### EXERCISE PASSAGE
○ ○ ○ ○
They become very dependent due to most ADLs and IADLs aspects failing and, therefore, needing round-the-clock care.
Chronic Medical Conditions
If an older adult has a chronic condition, it may stop them from doing daily activities. They may become IADLs assistance dependent first before dealing with ADLs dependency as well.
Older adults often suffer from joint pains, and they may also have pain in other parts of the body. It becomes challenging to move and complete simple tasks on a daily basis, and therefore, they require assistance.
Mental health can deteriorate with age. Seniors may suffer from bouts of depression, especially if they are ill or cannot communicate with family or friends. ADLs and IADLs may also be affected if there is any untreated mental illness.
There are also specific social factors like isolation that affect mental health and result in seniors becoming dependent.
If an elderly individual is differently-abled, they will find it challenging to complete daily activities. They are likely to need assistance for ADLs and IADLs, and as a caregiver, you need to provide constant support.
○ ○ ○ ○
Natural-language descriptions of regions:
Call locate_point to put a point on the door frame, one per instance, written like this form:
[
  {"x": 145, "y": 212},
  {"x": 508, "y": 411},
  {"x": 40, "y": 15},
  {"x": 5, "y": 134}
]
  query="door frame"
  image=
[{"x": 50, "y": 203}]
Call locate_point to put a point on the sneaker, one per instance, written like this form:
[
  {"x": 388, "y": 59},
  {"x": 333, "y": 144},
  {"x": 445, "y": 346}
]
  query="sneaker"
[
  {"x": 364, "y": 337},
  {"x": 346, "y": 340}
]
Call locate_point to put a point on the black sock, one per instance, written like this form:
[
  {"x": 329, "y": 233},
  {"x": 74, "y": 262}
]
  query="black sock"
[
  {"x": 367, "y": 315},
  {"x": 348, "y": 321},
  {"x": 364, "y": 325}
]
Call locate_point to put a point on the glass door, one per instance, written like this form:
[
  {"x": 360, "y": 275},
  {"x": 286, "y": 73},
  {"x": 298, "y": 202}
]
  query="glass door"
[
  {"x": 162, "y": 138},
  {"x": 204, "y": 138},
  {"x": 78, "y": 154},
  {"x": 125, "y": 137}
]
○ ○ ○ ○
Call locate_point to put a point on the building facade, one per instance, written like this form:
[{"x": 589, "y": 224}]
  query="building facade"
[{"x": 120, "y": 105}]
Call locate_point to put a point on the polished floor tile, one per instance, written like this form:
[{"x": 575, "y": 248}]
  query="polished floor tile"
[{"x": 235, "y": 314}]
○ ○ ○ ○
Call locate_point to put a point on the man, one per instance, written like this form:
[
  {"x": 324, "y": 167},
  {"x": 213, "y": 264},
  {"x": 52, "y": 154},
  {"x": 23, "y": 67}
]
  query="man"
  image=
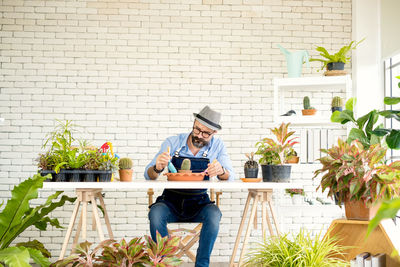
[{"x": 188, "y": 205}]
○ ○ ○ ○
### REQUIRED ACTION 1
Please quote every sentence in the eldercare passage that uses the abbreviation "ADLs" as a word of its own.
### REQUIRED ACTION 2
Render this sentence from the eldercare passage in Spanish: "Seniors may suffer from bouts of depression, especially if they are ill or cannot communicate with family or friends."
The entries can be set aside; they are not needed here.

### ANSWER AREA 1
They become very dependent due to most ADLs and IADLs aspects failing and, therefore, needing round-the-clock care.
They may become IADLs assistance dependent first before dealing with ADLs dependency as well.
ADLs and IADLs may also be affected if there is any untreated mental illness.
They are likely to need assistance for ADLs and IADLs, and as a caregiver, you need to provide constant support.

### ANSWER AREA 2
Las personas mayores pueden sufrir episodios de depresión, especialmente si están enfermas o no pueden comunicarse con familiares o amigos.